[START Quoted text]

Originally Posted by h2osprey
Find the lim as x tends to 0+ of (ln x)^x.

Is this supposed to be in the complex plane? because otherwise this doesn't make any sense (your $\displaystyle x \rightarrow 0^+$ puzzles me though) since $\displaystyle (\ln x )^x$ is not even defined (in $\displaystyle \mathbb{R}$ ) in $\displaystyle (0,1)$
• Oct 9th 2009, 07:02 PM
h2osprey
Quote:

Originally Posted by Jose27
Is this supposed to be in the complex plane? because otherwise this doesn't make any sense (your $\displaystyle x \rightarrow 0^+$ puzzles me though) since $\displaystyle (\ln x )^x$ is not even defined (in $\displaystyle \mathbb{R}$ ) in $\displaystyle (0,1)$

I doubt so. It's not defined at all points, but not undefined in the whole interval - consider x = 1 / (2k+1), where k is any positive integer.
• Oct 9th 2009, 07:08 PM
Jose27
Quote:

Originally Posted by h2osprey
I doubt so. It's not defined at all points, but not undefined in the whole interval - consider x = 1 / (2k+1), where k is any positive integer.

[END Quoted text]

» Objective
Please carry the forum thread on the limit of (ln x)^x further, starting right after its last line.

[START Data section]

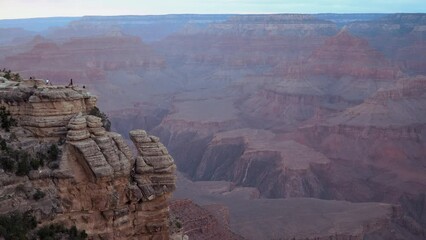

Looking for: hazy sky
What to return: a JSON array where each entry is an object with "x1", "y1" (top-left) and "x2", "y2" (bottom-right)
[{"x1": 0, "y1": 0, "x2": 426, "y2": 19}]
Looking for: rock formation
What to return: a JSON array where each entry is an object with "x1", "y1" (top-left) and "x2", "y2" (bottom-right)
[{"x1": 0, "y1": 79, "x2": 175, "y2": 239}]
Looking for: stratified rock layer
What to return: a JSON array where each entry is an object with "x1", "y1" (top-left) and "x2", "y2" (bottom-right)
[{"x1": 0, "y1": 81, "x2": 175, "y2": 239}]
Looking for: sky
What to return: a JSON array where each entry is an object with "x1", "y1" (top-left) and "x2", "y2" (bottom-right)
[{"x1": 0, "y1": 0, "x2": 426, "y2": 19}]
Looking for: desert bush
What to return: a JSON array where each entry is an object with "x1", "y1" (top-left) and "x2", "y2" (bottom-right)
[
  {"x1": 0, "y1": 212, "x2": 37, "y2": 240},
  {"x1": 0, "y1": 106, "x2": 17, "y2": 132},
  {"x1": 37, "y1": 224, "x2": 87, "y2": 240},
  {"x1": 33, "y1": 189, "x2": 46, "y2": 201},
  {"x1": 89, "y1": 106, "x2": 111, "y2": 131}
]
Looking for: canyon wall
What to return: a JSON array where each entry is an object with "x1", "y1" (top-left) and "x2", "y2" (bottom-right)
[{"x1": 0, "y1": 78, "x2": 175, "y2": 239}]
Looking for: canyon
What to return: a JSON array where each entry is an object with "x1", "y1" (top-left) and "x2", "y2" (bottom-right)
[{"x1": 0, "y1": 14, "x2": 426, "y2": 239}]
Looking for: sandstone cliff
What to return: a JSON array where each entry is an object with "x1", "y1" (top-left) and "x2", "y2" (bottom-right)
[{"x1": 0, "y1": 78, "x2": 175, "y2": 239}]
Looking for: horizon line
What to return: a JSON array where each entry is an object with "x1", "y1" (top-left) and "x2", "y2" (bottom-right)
[{"x1": 0, "y1": 12, "x2": 426, "y2": 21}]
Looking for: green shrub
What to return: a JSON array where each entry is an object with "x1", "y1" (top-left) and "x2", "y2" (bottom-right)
[
  {"x1": 33, "y1": 189, "x2": 46, "y2": 201},
  {"x1": 37, "y1": 224, "x2": 87, "y2": 240},
  {"x1": 47, "y1": 144, "x2": 59, "y2": 161},
  {"x1": 0, "y1": 139, "x2": 9, "y2": 152},
  {"x1": 16, "y1": 159, "x2": 31, "y2": 176},
  {"x1": 0, "y1": 106, "x2": 17, "y2": 132},
  {"x1": 0, "y1": 212, "x2": 37, "y2": 240},
  {"x1": 89, "y1": 106, "x2": 111, "y2": 131},
  {"x1": 0, "y1": 156, "x2": 16, "y2": 172}
]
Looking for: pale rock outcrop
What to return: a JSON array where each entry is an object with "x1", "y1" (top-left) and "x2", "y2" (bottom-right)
[{"x1": 0, "y1": 81, "x2": 175, "y2": 240}]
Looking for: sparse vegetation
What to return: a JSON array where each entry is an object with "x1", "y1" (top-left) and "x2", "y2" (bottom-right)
[
  {"x1": 0, "y1": 68, "x2": 22, "y2": 81},
  {"x1": 0, "y1": 212, "x2": 87, "y2": 240},
  {"x1": 47, "y1": 144, "x2": 59, "y2": 161},
  {"x1": 0, "y1": 138, "x2": 60, "y2": 176},
  {"x1": 37, "y1": 224, "x2": 87, "y2": 240},
  {"x1": 33, "y1": 189, "x2": 46, "y2": 201},
  {"x1": 89, "y1": 106, "x2": 111, "y2": 131},
  {"x1": 0, "y1": 106, "x2": 17, "y2": 132},
  {"x1": 0, "y1": 212, "x2": 37, "y2": 240}
]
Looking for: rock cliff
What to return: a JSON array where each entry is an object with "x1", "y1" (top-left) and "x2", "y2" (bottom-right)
[{"x1": 0, "y1": 78, "x2": 175, "y2": 239}]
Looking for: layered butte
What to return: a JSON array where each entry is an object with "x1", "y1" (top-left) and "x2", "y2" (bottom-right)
[{"x1": 0, "y1": 78, "x2": 175, "y2": 239}]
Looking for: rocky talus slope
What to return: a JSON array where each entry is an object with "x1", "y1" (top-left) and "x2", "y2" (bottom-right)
[{"x1": 0, "y1": 78, "x2": 175, "y2": 239}]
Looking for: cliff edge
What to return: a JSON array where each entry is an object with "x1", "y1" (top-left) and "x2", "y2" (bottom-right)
[{"x1": 0, "y1": 77, "x2": 175, "y2": 239}]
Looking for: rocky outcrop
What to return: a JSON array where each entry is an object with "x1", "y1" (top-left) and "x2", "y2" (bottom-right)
[
  {"x1": 0, "y1": 80, "x2": 96, "y2": 138},
  {"x1": 0, "y1": 81, "x2": 175, "y2": 239}
]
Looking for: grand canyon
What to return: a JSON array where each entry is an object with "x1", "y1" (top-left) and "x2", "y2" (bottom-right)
[{"x1": 0, "y1": 14, "x2": 426, "y2": 240}]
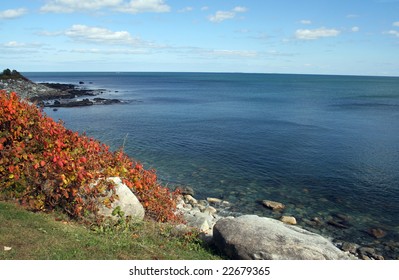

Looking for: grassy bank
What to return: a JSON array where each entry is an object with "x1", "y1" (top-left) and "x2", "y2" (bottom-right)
[{"x1": 0, "y1": 202, "x2": 220, "y2": 260}]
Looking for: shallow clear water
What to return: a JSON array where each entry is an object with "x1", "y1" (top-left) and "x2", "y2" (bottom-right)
[{"x1": 26, "y1": 73, "x2": 399, "y2": 254}]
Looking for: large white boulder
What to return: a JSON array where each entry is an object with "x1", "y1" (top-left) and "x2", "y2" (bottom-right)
[
  {"x1": 98, "y1": 177, "x2": 145, "y2": 221},
  {"x1": 213, "y1": 215, "x2": 349, "y2": 260}
]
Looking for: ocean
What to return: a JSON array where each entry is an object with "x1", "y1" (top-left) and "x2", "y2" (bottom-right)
[{"x1": 24, "y1": 72, "x2": 399, "y2": 258}]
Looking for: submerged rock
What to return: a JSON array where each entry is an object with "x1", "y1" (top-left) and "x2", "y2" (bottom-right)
[
  {"x1": 369, "y1": 228, "x2": 387, "y2": 239},
  {"x1": 262, "y1": 200, "x2": 285, "y2": 211},
  {"x1": 280, "y1": 216, "x2": 297, "y2": 225}
]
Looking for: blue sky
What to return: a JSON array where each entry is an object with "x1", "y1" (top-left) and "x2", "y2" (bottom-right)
[{"x1": 0, "y1": 0, "x2": 399, "y2": 76}]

[END Data section]

» Solved exercise
The number $\displaystyle y^x$ is only defined for positive $\displaystyle y$, because $\displaystyle y^x=e^{x\ln y}$ and $\displaystyle \ln x >0$ iff $\displaystyle x \in (1, \infty)$ therefore $\displaystyle (\ln x )^x$ is only defined in $\displaystyle (1, \infty)$
• Oct 9th 2009, 07:09 PM
h2osprey
Quote:

Originally Posted by Jose27
The number $\displaystyle y^x$ is only defined for positive $\displaystyle y$, because $\displaystyle y^x=e^{x\ln y}$ and $\displaystyle \ln x >0$ iff $\displaystyle x \in (1, \infty)$ therefore $\displaystyle (\ln x )^x$ is only defined in $\displaystyle (1, \infty)$

You made a mistake -- it's ln y, not ln x.
• Oct 9th 2009, 07:15 PM
Jose27
Quote:

Originally Posted by h2osprey
You made a mistake -- it's ln y, not ln x.

No, that logarithm refers to the one in your problem.
• Oct 9th 2009, 07:17 PM
h2osprey
Quote:

Originally Posted by Jose27
No, that logarithm refers to the one in your problem.

Okay to illustrate my point:

Try using a calculator to evaluate (ln (1/3))^ (1/3) and see what you get.
• Oct 9th 2009, 07:19 PM
h2osprey
Quote:

Originally Posted by Jose27
The number $\displaystyle y^x$ is only defined for positive $\displaystyle y$, because $\displaystyle y^x=e^{x\ln y}$ and $\displaystyle \ln x >0$ iff $\displaystyle x \in (1, \infty)$ therefore $\displaystyle (\ln x )^x$ is only defined in $\displaystyle (1, \infty)$

And the mistake here is that you brought down the power x. y can be negative if y^x is positive as ln (y^x) would be defined.
• Oct 9th 2009, 07:36 PM
Jose27
Quote:

Originally Posted by h2osprey
Okay to illustrate my point:

Try using a calculator to evaluate (ln (1/3))^ (1/3) and see what you get.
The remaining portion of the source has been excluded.